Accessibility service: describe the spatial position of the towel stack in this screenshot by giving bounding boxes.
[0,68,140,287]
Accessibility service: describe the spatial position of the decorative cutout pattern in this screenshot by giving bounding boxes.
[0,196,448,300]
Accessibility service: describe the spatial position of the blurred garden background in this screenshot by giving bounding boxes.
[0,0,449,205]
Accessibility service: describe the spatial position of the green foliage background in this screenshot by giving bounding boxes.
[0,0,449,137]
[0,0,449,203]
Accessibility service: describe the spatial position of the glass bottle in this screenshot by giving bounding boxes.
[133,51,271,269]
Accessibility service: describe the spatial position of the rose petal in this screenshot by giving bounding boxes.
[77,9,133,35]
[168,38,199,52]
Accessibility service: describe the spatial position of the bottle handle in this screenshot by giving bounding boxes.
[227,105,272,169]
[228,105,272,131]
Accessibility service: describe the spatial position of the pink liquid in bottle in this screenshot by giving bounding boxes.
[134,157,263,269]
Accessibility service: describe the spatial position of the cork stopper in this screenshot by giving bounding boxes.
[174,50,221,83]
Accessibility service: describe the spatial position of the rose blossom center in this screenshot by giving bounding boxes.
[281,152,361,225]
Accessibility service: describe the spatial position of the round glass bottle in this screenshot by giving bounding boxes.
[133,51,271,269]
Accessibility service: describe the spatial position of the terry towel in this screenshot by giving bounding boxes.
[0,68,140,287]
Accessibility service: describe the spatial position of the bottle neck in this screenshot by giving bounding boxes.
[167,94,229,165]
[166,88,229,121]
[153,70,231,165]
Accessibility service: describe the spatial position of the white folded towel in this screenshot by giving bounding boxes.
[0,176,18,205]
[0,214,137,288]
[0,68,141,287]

::::

* What is expected:
Once you have read the records, write every one of them out again exactly.

* Written answer:
Accessibility service: describe the spatial position of the towel stack in this screenshot by giving bounding boxes.
[0,68,140,287]
Accessibility service: describe the spatial position of the decorative cutout pattern in this screenshot by giving bounding boxes.
[0,196,448,300]
Accessibility service: describe the spatial position of the blurred garden background in this screenshot by giving bounding boxes.
[0,0,449,205]
Accessibility service: describe the spatial position of the green foliage background in this screenshot by giving bounding boxes.
[0,0,449,137]
[0,0,449,203]
Accessibility service: describe the spatial position of the glass bottle in this screenshot by giving bounding boxes.
[133,51,271,269]
Accessibility service: describe the spatial position of the rose petal in this screenshot by giving bounding boxes.
[77,9,133,35]
[168,38,199,52]
Accessibility service: describe the spatial position of the bottle handle in this screenshot by giving bounding boxes.
[227,105,272,169]
[228,105,272,131]
Accessibility service: describe the spatial position of the pink liquid in bottle in this screenshot by giving bounding boxes.
[134,157,263,269]
Accessibility service: describe the spatial position of the cork stopper in this screenshot by giving bounding boxes.
[174,50,221,83]
Accessibility service: describe the spatial position of the rose blossom center in this screenshot by giving bounding boxes.
[281,152,361,225]
Accessibility service: describe the spatial position of the round glass bottle in this screenshot by giving bounding boxes.
[133,51,271,269]
Accessibility service: describe the spatial position of the terry towel in this screenshot by giving bounding boxes.
[0,68,140,287]
Accessibility service: describe the spatial position of the bottle neck in this screenshot by giving bounding boxes.
[167,94,229,165]
[166,88,229,121]
[153,70,231,165]
Accessibility service: describe the spatial position of the white folded towel in this screenshot by giving bounding boxes.
[0,176,18,205]
[0,214,137,288]
[0,68,141,287]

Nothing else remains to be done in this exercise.